**The problem:** Copy the line containing "of the garage", then all lines after it up to and including the final line of the material, exactly and without additions.

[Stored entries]
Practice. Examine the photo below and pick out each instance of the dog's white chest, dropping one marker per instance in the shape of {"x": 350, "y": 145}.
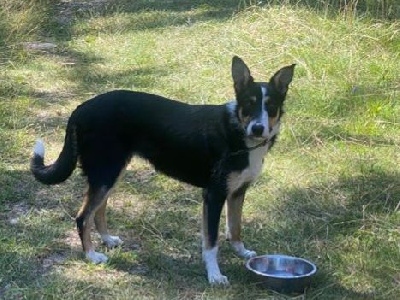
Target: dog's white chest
{"x": 248, "y": 175}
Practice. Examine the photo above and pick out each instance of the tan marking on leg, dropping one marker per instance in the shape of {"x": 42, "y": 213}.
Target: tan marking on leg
{"x": 93, "y": 200}
{"x": 205, "y": 240}
{"x": 234, "y": 210}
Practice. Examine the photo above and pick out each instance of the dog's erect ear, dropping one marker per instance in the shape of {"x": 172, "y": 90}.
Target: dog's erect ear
{"x": 281, "y": 80}
{"x": 240, "y": 74}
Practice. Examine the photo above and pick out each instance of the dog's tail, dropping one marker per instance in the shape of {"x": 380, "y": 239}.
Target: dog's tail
{"x": 62, "y": 168}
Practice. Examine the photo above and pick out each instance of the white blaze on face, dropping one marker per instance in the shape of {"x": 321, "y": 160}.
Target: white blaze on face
{"x": 263, "y": 120}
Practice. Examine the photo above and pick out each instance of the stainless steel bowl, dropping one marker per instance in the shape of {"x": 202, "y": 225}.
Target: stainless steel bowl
{"x": 282, "y": 273}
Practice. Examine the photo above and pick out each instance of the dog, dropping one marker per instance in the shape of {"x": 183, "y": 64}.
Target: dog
{"x": 219, "y": 148}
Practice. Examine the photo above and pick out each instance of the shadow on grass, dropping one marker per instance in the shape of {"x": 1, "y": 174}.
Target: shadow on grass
{"x": 167, "y": 232}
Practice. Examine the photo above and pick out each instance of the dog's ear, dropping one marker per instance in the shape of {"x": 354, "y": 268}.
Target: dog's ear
{"x": 240, "y": 74}
{"x": 281, "y": 79}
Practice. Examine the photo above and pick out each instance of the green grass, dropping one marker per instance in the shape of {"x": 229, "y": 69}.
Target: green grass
{"x": 329, "y": 190}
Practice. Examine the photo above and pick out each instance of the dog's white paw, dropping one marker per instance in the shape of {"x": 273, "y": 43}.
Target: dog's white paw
{"x": 96, "y": 257}
{"x": 248, "y": 254}
{"x": 217, "y": 279}
{"x": 111, "y": 241}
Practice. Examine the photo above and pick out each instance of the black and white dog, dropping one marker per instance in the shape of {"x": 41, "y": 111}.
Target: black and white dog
{"x": 219, "y": 148}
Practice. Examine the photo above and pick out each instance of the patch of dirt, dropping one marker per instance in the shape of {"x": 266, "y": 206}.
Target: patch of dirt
{"x": 68, "y": 9}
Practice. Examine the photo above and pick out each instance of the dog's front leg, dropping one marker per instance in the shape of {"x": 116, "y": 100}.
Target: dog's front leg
{"x": 213, "y": 201}
{"x": 234, "y": 210}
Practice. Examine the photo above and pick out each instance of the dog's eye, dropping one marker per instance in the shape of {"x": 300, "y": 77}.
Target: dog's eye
{"x": 271, "y": 109}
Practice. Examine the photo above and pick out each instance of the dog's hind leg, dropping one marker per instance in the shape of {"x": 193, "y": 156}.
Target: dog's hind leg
{"x": 212, "y": 207}
{"x": 94, "y": 199}
{"x": 100, "y": 220}
{"x": 234, "y": 210}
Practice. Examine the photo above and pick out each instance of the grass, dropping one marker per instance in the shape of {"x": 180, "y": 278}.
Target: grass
{"x": 329, "y": 189}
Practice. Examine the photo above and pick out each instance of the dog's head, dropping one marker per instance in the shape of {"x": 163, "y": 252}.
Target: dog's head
{"x": 259, "y": 104}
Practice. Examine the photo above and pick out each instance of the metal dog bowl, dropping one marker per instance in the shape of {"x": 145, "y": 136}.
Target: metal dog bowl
{"x": 282, "y": 273}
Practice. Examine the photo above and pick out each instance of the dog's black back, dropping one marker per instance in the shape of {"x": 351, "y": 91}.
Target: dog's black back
{"x": 184, "y": 141}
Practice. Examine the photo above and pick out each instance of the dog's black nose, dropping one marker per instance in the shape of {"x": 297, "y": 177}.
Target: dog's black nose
{"x": 257, "y": 129}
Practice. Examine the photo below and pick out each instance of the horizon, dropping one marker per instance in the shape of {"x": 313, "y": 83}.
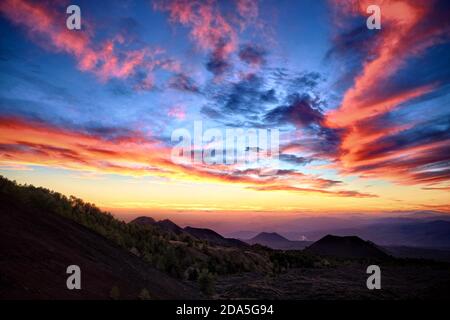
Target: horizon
{"x": 362, "y": 115}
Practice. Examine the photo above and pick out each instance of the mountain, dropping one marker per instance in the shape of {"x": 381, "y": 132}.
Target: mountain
{"x": 400, "y": 232}
{"x": 345, "y": 247}
{"x": 213, "y": 237}
{"x": 275, "y": 241}
{"x": 144, "y": 221}
{"x": 166, "y": 224}
{"x": 38, "y": 246}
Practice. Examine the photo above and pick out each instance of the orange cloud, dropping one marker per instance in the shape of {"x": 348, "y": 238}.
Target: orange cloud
{"x": 399, "y": 39}
{"x": 47, "y": 28}
{"x": 35, "y": 143}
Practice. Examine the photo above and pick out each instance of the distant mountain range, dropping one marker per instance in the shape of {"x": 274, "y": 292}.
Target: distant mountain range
{"x": 43, "y": 232}
{"x": 346, "y": 247}
{"x": 200, "y": 233}
{"x": 398, "y": 232}
{"x": 275, "y": 241}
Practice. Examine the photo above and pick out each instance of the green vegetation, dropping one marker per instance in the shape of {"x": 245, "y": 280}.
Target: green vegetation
{"x": 206, "y": 282}
{"x": 115, "y": 293}
{"x": 182, "y": 256}
{"x": 144, "y": 295}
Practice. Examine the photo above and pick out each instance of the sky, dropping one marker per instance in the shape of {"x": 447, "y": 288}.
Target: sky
{"x": 363, "y": 115}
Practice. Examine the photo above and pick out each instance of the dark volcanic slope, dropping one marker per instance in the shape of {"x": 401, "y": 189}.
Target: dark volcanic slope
{"x": 275, "y": 241}
{"x": 348, "y": 247}
{"x": 213, "y": 237}
{"x": 36, "y": 248}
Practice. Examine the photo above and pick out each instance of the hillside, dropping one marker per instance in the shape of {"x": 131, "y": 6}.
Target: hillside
{"x": 78, "y": 227}
{"x": 425, "y": 233}
{"x": 213, "y": 237}
{"x": 275, "y": 241}
{"x": 346, "y": 247}
{"x": 37, "y": 247}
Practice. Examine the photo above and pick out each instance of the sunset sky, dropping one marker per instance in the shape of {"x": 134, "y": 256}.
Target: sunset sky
{"x": 363, "y": 115}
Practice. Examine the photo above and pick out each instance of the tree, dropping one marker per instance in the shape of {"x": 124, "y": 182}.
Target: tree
{"x": 115, "y": 293}
{"x": 206, "y": 282}
{"x": 144, "y": 295}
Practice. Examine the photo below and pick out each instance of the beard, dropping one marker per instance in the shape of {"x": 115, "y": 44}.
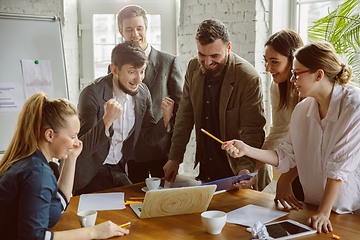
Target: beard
{"x": 213, "y": 72}
{"x": 126, "y": 90}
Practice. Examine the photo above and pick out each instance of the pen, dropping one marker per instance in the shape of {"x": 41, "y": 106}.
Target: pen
{"x": 125, "y": 224}
{"x": 210, "y": 135}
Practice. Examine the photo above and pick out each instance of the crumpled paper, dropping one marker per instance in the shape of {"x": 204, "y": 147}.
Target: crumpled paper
{"x": 259, "y": 231}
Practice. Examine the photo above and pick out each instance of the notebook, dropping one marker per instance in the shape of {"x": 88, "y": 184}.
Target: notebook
{"x": 174, "y": 201}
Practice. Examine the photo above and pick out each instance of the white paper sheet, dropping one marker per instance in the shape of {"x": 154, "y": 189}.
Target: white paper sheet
{"x": 11, "y": 97}
{"x": 37, "y": 77}
{"x": 250, "y": 214}
{"x": 101, "y": 201}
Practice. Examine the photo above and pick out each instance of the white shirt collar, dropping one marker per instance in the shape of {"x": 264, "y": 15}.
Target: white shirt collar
{"x": 148, "y": 50}
{"x": 119, "y": 94}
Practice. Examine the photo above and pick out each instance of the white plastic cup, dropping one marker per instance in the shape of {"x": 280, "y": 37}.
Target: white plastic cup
{"x": 87, "y": 218}
{"x": 214, "y": 221}
{"x": 153, "y": 183}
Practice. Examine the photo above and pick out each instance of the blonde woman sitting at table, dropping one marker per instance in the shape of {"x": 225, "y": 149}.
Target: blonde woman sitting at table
{"x": 323, "y": 140}
{"x": 31, "y": 201}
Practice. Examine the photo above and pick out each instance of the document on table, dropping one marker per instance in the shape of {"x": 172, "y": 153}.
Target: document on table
{"x": 101, "y": 201}
{"x": 250, "y": 214}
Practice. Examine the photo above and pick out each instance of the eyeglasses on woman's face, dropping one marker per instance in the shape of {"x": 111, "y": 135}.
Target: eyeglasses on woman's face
{"x": 295, "y": 74}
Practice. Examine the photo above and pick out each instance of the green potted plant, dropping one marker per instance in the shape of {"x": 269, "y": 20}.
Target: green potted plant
{"x": 341, "y": 27}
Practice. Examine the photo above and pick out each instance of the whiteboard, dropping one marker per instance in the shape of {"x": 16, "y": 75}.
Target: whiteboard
{"x": 28, "y": 37}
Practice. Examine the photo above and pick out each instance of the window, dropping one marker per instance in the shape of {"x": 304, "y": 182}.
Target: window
{"x": 106, "y": 35}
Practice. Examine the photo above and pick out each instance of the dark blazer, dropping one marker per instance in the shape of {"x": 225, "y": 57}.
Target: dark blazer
{"x": 96, "y": 144}
{"x": 164, "y": 78}
{"x": 241, "y": 112}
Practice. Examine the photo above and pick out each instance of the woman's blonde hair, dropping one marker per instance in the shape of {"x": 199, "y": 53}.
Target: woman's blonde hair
{"x": 38, "y": 114}
{"x": 322, "y": 55}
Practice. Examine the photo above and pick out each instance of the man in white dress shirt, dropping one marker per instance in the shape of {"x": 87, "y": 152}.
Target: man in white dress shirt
{"x": 114, "y": 110}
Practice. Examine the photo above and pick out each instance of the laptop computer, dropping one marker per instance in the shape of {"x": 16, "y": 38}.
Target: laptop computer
{"x": 174, "y": 201}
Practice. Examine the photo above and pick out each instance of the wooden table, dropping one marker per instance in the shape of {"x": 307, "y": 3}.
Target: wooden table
{"x": 185, "y": 227}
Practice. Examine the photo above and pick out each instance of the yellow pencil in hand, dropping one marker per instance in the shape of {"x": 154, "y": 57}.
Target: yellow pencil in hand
{"x": 210, "y": 135}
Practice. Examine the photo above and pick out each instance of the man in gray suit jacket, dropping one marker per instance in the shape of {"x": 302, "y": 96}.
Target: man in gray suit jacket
{"x": 163, "y": 78}
{"x": 113, "y": 111}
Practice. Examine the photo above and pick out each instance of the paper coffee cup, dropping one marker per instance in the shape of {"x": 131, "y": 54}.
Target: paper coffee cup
{"x": 87, "y": 218}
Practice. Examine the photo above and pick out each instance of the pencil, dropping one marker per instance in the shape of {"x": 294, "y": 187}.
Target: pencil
{"x": 131, "y": 202}
{"x": 125, "y": 224}
{"x": 210, "y": 135}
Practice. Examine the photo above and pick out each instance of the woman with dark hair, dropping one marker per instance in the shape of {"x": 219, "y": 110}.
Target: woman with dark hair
{"x": 278, "y": 57}
{"x": 31, "y": 201}
{"x": 324, "y": 135}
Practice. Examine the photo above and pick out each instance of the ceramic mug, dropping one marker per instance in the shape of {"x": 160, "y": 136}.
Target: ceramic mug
{"x": 214, "y": 221}
{"x": 153, "y": 183}
{"x": 87, "y": 218}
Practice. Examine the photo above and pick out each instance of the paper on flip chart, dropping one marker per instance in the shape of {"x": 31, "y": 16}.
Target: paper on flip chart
{"x": 101, "y": 201}
{"x": 250, "y": 214}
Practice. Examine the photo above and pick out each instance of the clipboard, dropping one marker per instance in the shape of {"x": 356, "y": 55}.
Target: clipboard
{"x": 227, "y": 183}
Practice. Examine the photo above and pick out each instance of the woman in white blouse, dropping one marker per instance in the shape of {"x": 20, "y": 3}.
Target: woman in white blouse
{"x": 278, "y": 57}
{"x": 323, "y": 140}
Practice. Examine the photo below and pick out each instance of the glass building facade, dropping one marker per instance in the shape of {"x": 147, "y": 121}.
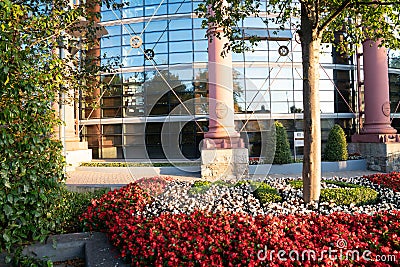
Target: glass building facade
{"x": 156, "y": 104}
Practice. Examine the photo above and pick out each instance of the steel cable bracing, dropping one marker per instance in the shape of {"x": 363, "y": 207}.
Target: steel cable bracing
{"x": 266, "y": 91}
{"x": 337, "y": 89}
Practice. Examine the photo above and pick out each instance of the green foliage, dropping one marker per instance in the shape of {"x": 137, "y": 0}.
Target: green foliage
{"x": 296, "y": 184}
{"x": 68, "y": 209}
{"x": 326, "y": 18}
{"x": 262, "y": 191}
{"x": 346, "y": 196}
{"x": 341, "y": 184}
{"x": 265, "y": 193}
{"x": 336, "y": 146}
{"x": 137, "y": 164}
{"x": 282, "y": 150}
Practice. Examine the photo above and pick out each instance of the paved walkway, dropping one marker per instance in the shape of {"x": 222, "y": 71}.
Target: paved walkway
{"x": 125, "y": 175}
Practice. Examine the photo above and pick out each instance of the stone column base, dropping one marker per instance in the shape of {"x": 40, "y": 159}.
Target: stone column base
{"x": 382, "y": 157}
{"x": 224, "y": 164}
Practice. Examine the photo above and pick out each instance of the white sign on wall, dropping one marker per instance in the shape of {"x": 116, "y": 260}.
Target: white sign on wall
{"x": 298, "y": 141}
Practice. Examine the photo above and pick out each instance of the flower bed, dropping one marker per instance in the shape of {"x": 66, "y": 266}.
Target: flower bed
{"x": 204, "y": 238}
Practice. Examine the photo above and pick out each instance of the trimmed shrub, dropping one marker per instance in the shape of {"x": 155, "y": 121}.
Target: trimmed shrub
{"x": 346, "y": 194}
{"x": 70, "y": 206}
{"x": 282, "y": 146}
{"x": 336, "y": 146}
{"x": 263, "y": 191}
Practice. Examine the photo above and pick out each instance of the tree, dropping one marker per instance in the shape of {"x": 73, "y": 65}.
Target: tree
{"x": 318, "y": 21}
{"x": 33, "y": 73}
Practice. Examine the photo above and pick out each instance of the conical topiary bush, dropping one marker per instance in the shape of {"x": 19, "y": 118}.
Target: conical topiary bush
{"x": 336, "y": 147}
{"x": 282, "y": 146}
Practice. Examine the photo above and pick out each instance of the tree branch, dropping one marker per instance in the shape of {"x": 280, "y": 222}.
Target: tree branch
{"x": 333, "y": 16}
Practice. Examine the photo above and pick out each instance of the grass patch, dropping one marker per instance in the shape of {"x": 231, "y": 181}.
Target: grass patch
{"x": 345, "y": 194}
{"x": 262, "y": 191}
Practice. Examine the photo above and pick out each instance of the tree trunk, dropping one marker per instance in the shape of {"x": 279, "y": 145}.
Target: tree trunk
{"x": 310, "y": 44}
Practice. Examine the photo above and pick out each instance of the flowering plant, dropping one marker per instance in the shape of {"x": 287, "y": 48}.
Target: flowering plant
{"x": 153, "y": 185}
{"x": 202, "y": 238}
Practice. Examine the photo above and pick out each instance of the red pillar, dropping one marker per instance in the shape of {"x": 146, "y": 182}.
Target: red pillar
{"x": 220, "y": 84}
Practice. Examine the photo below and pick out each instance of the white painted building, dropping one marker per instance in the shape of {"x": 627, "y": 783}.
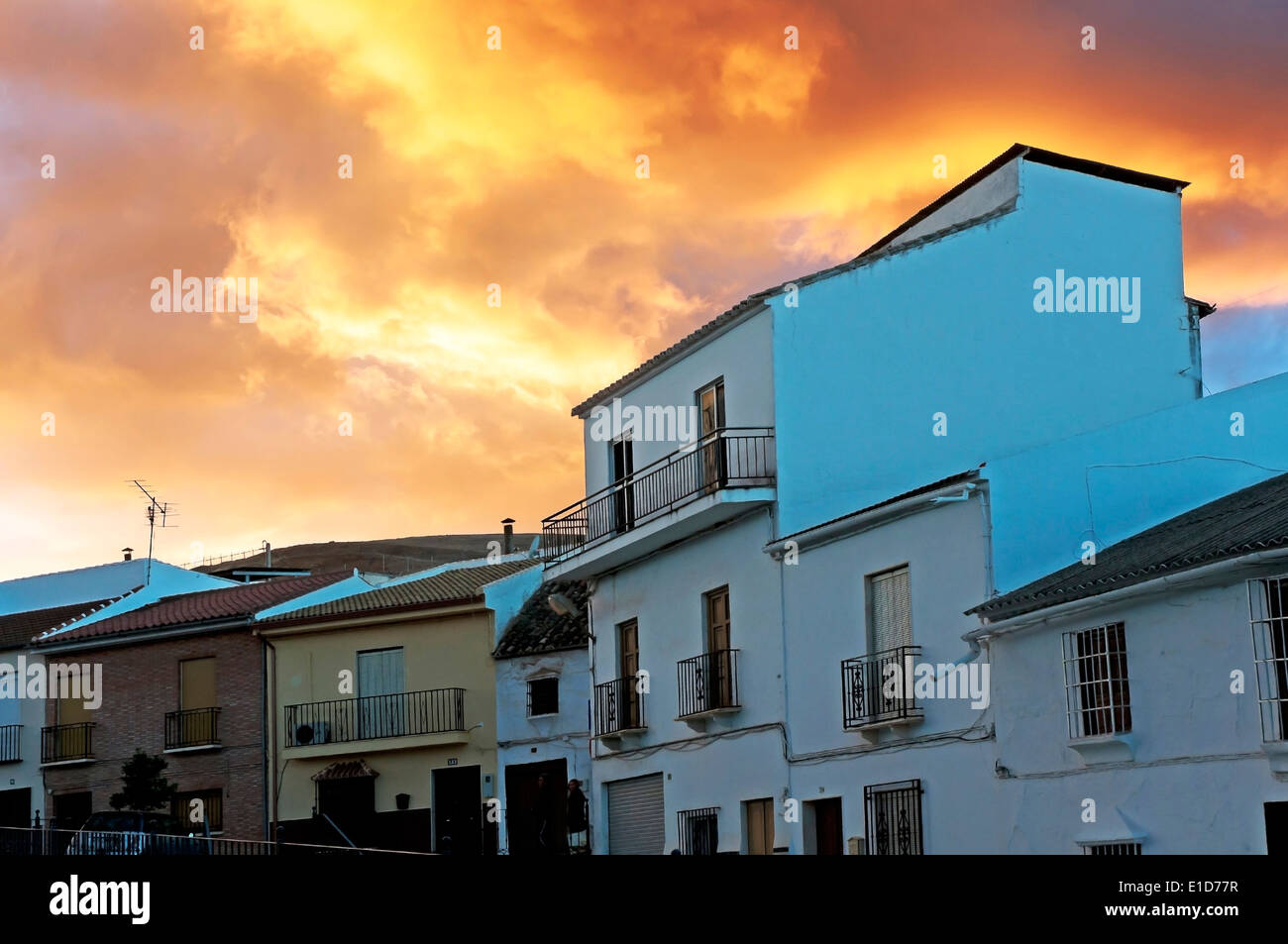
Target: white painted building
{"x": 743, "y": 583}
{"x": 33, "y": 605}
{"x": 542, "y": 716}
{"x": 1141, "y": 700}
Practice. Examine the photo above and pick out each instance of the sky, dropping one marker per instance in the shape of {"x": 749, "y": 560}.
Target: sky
{"x": 425, "y": 323}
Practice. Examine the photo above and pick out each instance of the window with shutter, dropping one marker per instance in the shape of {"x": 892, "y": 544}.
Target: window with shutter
{"x": 889, "y": 610}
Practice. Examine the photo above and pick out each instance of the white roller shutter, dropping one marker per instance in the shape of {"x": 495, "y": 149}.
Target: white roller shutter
{"x": 892, "y": 609}
{"x": 636, "y": 818}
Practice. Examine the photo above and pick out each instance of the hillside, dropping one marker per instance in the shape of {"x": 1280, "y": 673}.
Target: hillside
{"x": 393, "y": 557}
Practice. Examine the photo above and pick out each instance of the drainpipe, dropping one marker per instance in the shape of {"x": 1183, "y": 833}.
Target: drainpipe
{"x": 590, "y": 746}
{"x": 269, "y": 739}
{"x": 782, "y": 633}
{"x": 988, "y": 556}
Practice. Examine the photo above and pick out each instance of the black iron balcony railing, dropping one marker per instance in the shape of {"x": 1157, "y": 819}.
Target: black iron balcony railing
{"x": 67, "y": 742}
{"x": 11, "y": 743}
{"x": 618, "y": 706}
{"x": 191, "y": 728}
{"x": 708, "y": 682}
{"x": 739, "y": 458}
{"x": 877, "y": 687}
{"x": 433, "y": 711}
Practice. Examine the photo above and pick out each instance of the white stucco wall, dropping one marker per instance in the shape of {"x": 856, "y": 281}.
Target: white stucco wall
{"x": 742, "y": 356}
{"x": 1199, "y": 776}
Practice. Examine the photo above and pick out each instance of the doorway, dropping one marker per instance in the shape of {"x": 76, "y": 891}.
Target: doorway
{"x": 536, "y": 810}
{"x": 629, "y": 656}
{"x": 623, "y": 498}
{"x": 16, "y": 807}
{"x": 458, "y": 810}
{"x": 827, "y": 832}
{"x": 711, "y": 446}
{"x": 71, "y": 810}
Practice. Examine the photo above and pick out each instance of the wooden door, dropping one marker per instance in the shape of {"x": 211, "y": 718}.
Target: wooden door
{"x": 760, "y": 827}
{"x": 711, "y": 446}
{"x": 623, "y": 498}
{"x": 629, "y": 653}
{"x": 827, "y": 827}
{"x": 719, "y": 662}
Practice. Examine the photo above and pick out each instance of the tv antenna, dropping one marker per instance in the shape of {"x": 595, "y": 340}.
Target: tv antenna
{"x": 156, "y": 509}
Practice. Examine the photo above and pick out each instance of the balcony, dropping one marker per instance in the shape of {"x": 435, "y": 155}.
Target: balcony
{"x": 708, "y": 684}
{"x": 64, "y": 743}
{"x": 11, "y": 743}
{"x": 403, "y": 715}
{"x": 618, "y": 708}
{"x": 877, "y": 689}
{"x": 688, "y": 491}
{"x": 192, "y": 729}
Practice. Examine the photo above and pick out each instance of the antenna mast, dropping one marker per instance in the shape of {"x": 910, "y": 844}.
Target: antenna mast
{"x": 156, "y": 509}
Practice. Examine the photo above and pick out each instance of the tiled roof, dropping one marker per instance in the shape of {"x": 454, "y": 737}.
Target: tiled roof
{"x": 17, "y": 629}
{"x": 344, "y": 771}
{"x": 450, "y": 586}
{"x": 881, "y": 249}
{"x": 1250, "y": 519}
{"x": 537, "y": 629}
{"x": 202, "y": 605}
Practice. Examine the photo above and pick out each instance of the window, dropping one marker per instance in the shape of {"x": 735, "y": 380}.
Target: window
{"x": 759, "y": 818}
{"x": 711, "y": 407}
{"x": 381, "y": 706}
{"x": 889, "y": 610}
{"x": 1095, "y": 674}
{"x": 699, "y": 831}
{"x": 892, "y": 815}
{"x": 1267, "y": 607}
{"x": 1276, "y": 827}
{"x": 712, "y": 447}
{"x": 715, "y": 679}
{"x": 629, "y": 653}
{"x": 1111, "y": 849}
{"x": 197, "y": 684}
{"x": 544, "y": 697}
{"x": 192, "y": 806}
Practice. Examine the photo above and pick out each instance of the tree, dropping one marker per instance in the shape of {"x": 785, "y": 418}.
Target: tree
{"x": 146, "y": 785}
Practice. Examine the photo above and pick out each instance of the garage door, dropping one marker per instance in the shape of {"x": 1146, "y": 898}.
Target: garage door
{"x": 636, "y": 822}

**Result:**
Practice. Examine the photo above and pick out each instance of the garage door, dropping one marker per instance in the shape of {"x": 1146, "y": 898}.
Target: garage door
{"x": 636, "y": 822}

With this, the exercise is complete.